**What is being asked**
Of the lines listed below, return exactly those that run from the line containing "POINT: one per instance on the parked vehicle" through the line containing "TARGET: crowd of people", both included.

(Dataset records)

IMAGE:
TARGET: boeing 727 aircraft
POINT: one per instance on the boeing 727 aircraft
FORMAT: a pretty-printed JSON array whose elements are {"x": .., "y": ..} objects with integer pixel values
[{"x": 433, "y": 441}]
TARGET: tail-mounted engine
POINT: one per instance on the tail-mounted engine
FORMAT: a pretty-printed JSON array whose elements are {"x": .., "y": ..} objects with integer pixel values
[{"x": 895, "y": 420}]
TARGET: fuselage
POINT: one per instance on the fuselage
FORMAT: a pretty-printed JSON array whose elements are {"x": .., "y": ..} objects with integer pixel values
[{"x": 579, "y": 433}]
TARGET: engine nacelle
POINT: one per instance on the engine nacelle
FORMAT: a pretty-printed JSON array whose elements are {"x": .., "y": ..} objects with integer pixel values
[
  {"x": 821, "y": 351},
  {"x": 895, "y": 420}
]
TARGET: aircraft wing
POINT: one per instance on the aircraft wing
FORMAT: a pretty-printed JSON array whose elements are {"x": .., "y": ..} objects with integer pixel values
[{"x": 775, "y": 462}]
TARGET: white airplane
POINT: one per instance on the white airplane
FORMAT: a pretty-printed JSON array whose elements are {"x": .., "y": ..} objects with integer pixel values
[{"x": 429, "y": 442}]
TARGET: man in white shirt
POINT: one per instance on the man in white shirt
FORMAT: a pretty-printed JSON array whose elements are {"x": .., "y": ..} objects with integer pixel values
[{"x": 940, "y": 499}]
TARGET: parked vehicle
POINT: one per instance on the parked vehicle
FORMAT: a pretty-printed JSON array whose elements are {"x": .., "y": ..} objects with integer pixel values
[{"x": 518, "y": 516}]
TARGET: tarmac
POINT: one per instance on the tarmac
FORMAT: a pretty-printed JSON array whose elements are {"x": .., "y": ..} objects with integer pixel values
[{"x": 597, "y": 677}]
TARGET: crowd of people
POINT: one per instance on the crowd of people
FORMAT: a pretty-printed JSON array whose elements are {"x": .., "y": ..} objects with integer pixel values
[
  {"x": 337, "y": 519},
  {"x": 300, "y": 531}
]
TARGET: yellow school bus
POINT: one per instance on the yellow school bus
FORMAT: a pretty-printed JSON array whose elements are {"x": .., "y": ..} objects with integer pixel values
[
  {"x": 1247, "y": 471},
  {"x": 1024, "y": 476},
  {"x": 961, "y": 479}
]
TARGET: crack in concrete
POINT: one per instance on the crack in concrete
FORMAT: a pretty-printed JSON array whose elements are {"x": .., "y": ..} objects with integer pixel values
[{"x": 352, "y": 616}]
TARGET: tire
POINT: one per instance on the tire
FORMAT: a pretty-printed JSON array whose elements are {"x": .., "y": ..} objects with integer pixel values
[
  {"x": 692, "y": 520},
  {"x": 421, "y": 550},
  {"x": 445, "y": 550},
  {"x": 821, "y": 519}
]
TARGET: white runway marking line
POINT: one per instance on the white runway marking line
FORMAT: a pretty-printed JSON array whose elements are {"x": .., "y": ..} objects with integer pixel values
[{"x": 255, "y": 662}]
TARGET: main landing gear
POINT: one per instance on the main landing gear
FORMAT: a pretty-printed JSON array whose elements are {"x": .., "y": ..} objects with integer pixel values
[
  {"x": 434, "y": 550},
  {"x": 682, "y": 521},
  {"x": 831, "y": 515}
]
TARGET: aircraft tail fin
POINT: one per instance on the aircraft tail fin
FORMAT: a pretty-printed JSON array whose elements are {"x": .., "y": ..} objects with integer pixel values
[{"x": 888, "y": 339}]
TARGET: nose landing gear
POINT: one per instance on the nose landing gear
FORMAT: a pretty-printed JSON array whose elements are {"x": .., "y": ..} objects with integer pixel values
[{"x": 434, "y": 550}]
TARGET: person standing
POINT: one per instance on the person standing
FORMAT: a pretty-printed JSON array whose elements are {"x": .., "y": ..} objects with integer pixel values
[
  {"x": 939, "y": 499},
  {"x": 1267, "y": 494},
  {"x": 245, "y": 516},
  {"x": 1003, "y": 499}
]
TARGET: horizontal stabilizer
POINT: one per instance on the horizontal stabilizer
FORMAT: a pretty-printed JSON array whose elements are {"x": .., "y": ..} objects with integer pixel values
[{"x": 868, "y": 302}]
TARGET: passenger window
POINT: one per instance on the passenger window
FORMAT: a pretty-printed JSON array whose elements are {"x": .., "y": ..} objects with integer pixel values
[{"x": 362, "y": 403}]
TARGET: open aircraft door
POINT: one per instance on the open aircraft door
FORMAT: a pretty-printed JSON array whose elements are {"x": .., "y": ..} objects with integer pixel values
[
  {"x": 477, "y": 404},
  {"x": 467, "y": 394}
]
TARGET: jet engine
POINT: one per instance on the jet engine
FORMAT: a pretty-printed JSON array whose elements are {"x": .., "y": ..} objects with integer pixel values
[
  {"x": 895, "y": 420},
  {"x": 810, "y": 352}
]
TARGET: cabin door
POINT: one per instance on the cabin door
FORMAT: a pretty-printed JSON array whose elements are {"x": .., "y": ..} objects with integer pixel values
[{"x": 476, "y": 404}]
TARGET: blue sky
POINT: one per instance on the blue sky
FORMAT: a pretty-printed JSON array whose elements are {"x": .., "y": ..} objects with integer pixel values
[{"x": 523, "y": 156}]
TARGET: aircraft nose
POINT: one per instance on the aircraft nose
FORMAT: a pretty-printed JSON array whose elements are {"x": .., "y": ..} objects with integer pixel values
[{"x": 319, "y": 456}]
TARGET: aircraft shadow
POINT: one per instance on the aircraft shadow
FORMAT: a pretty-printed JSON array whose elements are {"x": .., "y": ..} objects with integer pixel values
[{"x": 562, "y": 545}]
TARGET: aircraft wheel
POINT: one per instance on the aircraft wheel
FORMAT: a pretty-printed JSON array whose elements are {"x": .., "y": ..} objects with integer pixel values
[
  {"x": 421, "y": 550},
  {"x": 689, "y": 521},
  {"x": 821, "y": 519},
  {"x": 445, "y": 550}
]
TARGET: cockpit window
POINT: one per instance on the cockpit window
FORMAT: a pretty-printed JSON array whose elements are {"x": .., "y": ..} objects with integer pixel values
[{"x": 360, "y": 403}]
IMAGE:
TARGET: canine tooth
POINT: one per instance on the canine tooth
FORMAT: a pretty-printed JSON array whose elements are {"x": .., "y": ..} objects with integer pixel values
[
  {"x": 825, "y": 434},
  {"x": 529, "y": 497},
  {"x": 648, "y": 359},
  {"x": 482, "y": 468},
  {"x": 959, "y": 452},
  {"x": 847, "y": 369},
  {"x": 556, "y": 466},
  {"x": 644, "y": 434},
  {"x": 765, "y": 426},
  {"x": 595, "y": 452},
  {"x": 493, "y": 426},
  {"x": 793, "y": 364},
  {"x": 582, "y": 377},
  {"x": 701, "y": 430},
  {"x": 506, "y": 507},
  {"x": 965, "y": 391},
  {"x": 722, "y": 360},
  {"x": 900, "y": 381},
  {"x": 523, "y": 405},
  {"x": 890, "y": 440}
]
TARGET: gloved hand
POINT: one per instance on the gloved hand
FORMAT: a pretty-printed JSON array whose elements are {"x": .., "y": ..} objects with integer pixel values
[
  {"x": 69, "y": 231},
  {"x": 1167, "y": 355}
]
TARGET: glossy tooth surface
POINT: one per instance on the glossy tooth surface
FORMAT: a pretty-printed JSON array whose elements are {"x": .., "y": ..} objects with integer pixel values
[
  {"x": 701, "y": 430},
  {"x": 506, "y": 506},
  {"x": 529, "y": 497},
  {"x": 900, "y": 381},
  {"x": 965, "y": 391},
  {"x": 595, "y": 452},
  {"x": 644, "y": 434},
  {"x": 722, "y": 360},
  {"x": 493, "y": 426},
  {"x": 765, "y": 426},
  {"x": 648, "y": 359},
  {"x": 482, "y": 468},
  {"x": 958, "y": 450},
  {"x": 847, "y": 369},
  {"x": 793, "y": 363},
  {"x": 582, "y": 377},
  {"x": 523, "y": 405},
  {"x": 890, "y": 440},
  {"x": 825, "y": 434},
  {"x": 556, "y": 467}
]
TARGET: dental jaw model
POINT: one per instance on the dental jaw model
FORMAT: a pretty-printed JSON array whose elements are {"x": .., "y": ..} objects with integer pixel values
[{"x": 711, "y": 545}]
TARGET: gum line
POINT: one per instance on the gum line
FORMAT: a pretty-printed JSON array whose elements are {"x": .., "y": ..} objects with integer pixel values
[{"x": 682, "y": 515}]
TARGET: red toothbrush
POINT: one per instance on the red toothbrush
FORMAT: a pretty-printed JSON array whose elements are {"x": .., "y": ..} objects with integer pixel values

**Result for this task**
POINT: one per instance on the parked vehicle
FORMAT: a pretty-printed JSON array whose elements are {"x": .., "y": ..} objects with integer pixel values
[{"x": 518, "y": 516}]
TARGET: tarmac
POINT: one per instance on the tarmac
FORMAT: a pretty-printed JSON array whose elements are {"x": .., "y": ..} objects with integer pixel values
[{"x": 597, "y": 677}]
TARGET: crowd of people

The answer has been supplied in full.